• Problem:
Go through the entries one line at a time, and gather every line that has the word "below".

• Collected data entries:

+--

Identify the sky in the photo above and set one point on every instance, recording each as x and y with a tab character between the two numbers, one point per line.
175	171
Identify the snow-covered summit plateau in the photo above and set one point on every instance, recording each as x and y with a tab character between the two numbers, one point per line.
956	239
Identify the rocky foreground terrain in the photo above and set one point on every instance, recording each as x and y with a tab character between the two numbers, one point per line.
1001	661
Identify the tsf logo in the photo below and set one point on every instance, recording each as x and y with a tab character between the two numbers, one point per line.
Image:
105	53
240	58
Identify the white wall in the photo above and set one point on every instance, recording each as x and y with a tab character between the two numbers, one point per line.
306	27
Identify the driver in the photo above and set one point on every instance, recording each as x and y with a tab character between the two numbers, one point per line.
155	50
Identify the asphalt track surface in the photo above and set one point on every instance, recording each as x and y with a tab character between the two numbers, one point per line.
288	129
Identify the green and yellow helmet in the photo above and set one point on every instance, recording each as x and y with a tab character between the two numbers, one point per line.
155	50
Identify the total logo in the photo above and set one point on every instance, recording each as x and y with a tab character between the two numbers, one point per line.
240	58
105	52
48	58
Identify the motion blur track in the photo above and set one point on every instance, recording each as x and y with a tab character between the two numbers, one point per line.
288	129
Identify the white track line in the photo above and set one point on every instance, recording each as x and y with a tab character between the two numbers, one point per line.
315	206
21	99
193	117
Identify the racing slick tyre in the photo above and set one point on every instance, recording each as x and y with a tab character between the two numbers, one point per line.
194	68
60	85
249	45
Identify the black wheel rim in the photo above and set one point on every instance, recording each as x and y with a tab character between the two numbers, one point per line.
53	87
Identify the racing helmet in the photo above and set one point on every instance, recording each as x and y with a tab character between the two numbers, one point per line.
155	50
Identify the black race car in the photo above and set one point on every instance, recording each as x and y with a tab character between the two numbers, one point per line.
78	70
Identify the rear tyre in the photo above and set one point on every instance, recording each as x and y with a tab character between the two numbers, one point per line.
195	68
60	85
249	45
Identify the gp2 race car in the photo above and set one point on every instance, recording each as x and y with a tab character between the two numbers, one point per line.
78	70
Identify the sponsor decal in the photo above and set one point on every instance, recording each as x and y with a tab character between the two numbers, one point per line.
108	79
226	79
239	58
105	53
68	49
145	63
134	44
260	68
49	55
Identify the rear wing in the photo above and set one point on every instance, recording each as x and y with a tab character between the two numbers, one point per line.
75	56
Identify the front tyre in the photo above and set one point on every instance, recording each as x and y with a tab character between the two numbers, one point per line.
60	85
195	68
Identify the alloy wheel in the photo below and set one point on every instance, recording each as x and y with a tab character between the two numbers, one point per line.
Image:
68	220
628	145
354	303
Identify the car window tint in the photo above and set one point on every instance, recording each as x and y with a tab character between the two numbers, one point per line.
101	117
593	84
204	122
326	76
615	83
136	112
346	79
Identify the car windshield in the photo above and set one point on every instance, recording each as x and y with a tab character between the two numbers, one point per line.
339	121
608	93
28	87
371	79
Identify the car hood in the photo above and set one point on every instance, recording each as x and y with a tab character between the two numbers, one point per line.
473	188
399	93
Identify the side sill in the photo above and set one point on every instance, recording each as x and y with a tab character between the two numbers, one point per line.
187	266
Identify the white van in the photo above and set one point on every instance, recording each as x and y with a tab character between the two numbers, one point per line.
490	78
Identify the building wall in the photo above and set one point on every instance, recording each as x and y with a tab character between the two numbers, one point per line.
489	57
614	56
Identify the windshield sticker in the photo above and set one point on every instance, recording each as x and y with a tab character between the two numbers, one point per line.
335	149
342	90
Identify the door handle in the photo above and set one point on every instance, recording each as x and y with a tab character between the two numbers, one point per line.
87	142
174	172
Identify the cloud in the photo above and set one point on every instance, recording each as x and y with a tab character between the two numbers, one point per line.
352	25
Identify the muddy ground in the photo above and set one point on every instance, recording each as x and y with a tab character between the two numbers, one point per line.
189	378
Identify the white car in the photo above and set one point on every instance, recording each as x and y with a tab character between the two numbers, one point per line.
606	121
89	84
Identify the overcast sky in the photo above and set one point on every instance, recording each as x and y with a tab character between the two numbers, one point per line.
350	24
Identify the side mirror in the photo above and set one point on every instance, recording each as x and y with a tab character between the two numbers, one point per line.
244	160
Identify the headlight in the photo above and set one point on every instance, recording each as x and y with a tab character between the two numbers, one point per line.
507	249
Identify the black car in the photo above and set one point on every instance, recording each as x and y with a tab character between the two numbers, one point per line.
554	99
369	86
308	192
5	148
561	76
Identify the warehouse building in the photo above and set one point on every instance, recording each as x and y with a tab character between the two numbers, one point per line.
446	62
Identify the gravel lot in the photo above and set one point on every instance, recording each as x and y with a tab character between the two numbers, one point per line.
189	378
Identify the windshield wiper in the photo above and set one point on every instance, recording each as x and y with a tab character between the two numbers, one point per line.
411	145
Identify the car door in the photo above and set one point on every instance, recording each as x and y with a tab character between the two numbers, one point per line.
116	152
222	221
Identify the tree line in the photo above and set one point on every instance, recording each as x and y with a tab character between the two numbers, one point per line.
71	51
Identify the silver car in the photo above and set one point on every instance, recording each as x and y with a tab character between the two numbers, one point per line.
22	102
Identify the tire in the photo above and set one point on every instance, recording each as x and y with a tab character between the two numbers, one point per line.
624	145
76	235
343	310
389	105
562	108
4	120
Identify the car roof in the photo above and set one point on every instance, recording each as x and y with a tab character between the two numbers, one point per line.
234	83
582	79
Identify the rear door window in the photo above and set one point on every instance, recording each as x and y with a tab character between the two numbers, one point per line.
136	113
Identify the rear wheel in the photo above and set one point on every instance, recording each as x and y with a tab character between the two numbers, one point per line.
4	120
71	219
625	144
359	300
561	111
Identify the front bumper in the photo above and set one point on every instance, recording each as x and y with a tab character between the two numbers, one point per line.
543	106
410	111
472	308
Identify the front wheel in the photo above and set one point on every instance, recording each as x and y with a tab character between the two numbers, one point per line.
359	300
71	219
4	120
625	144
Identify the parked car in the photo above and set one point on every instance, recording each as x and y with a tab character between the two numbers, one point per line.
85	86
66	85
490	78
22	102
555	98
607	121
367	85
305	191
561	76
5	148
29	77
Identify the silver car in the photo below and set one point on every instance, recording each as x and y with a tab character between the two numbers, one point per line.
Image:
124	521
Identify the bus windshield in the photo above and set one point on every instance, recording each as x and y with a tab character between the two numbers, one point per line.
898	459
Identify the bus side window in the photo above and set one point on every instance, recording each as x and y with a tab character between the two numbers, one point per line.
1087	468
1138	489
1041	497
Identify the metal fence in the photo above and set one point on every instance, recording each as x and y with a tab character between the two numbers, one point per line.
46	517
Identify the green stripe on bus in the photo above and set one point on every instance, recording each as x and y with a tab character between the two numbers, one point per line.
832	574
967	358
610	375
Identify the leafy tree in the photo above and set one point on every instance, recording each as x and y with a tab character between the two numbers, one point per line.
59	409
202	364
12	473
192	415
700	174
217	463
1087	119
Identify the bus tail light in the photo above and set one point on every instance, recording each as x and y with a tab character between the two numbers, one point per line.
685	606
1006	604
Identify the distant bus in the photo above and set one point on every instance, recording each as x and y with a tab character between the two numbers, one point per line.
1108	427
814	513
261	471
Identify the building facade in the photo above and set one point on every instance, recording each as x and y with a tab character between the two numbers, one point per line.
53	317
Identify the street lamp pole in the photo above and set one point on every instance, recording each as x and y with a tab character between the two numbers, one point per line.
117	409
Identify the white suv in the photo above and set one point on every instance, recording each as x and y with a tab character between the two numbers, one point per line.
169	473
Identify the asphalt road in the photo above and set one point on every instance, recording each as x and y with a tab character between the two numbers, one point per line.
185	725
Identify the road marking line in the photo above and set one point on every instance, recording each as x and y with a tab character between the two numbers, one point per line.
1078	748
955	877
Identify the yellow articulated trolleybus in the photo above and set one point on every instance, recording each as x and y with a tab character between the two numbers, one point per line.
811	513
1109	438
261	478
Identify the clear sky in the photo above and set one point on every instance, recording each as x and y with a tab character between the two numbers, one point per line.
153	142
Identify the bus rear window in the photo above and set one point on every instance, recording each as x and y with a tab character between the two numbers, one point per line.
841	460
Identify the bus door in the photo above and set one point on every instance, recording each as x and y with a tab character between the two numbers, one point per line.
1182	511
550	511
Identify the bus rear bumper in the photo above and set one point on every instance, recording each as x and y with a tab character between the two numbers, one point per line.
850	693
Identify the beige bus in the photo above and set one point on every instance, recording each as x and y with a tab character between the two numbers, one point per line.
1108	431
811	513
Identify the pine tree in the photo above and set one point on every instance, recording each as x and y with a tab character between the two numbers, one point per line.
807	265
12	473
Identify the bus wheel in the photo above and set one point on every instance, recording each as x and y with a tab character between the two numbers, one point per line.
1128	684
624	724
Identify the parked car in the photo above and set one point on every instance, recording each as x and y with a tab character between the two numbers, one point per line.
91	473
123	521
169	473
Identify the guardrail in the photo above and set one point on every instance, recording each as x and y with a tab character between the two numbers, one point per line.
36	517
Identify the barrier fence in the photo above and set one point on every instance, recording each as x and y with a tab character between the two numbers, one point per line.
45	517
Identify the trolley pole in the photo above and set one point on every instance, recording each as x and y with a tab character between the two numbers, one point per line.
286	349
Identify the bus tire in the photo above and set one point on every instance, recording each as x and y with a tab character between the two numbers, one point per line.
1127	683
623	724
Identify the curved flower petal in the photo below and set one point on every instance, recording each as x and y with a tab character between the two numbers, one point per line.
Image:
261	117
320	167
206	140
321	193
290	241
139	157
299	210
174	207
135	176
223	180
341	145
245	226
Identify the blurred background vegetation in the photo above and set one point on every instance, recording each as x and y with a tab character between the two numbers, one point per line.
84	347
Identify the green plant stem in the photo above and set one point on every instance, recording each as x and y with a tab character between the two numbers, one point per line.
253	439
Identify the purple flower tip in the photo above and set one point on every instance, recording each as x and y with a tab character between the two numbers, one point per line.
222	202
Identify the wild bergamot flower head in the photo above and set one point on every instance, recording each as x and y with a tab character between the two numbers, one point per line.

+--

• Final answer:
Identify the tsf logo in the photo below and set one point on every instance, recording each as x and y with a tab character between the two numbers, one point per line.
Identify the alloy wheel in the photo below and set one point on every instance, recording each as x and y with a tab character between the two numbers, one point per line.
Identify the silver car in the photo below and set one point on every instance, recording each as x and y with a tab character between the two numbers, one point per line.
Identify the curved flower petal in the photo below and set one point on every instance, recording each as x and y with a tab character between the two numbers, one point per line.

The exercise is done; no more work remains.